In the records below, begin at the line containing "[locate] the wooden house" and end at the line containing "[locate] the red"; quote every line in that span exactly, including both boundary lines, and no others.

[[ Supplied material open ]]

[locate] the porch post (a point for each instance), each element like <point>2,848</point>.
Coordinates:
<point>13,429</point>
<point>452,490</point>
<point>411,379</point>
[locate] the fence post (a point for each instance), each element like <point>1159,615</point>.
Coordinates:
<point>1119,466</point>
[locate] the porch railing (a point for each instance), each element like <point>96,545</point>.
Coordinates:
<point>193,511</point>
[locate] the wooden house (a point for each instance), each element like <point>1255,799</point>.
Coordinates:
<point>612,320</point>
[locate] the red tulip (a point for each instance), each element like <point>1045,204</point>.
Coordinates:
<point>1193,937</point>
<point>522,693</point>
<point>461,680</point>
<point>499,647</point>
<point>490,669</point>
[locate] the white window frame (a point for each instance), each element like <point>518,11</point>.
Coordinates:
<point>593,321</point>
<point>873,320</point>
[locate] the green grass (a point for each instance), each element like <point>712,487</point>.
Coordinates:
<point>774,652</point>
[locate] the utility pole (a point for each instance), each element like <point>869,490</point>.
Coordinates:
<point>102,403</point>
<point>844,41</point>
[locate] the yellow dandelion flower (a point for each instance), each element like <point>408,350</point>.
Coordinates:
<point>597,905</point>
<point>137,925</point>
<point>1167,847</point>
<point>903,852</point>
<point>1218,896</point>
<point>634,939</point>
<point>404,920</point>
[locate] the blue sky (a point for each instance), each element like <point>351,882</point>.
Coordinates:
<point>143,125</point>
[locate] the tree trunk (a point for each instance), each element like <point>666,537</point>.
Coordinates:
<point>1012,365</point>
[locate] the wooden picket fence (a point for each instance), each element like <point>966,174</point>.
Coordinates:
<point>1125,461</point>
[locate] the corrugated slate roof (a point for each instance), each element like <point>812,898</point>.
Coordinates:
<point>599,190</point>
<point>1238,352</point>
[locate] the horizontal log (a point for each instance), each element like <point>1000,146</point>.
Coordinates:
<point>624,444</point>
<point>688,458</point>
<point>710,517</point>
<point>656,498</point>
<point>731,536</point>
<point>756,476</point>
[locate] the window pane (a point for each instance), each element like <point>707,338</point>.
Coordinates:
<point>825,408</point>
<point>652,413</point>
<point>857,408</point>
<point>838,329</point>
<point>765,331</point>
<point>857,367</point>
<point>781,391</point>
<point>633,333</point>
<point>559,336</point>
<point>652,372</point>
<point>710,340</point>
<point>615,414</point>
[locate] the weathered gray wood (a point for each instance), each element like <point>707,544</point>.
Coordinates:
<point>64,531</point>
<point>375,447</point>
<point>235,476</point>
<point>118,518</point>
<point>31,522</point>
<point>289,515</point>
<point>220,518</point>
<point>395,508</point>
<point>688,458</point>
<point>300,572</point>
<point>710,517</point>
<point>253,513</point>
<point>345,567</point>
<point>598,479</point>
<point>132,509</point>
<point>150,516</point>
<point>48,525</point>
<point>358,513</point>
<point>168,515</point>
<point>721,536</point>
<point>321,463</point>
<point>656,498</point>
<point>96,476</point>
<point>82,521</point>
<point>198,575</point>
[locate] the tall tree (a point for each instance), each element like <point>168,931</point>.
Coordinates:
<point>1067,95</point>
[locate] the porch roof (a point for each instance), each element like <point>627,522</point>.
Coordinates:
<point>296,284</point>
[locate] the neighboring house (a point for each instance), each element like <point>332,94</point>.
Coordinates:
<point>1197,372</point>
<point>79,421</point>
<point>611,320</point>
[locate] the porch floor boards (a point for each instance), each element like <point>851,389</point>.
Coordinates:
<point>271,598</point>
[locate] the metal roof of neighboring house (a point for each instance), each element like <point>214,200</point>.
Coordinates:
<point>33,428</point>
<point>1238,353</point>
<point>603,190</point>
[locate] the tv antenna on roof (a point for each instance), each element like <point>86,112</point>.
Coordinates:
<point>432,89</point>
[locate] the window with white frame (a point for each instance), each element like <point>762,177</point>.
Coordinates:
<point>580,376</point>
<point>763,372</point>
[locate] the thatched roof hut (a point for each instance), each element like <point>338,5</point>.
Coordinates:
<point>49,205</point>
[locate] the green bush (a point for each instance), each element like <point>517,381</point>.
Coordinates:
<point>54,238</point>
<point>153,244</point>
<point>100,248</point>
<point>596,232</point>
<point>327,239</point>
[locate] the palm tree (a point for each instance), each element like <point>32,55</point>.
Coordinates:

[[ Supplied material closed ]]

- [Your solution]
[locate] the wooden house (a point for each instance), each element like <point>1255,799</point>.
Coordinates:
<point>612,320</point>
[locate] the red tulip (a point for each instance), each element like <point>1045,204</point>.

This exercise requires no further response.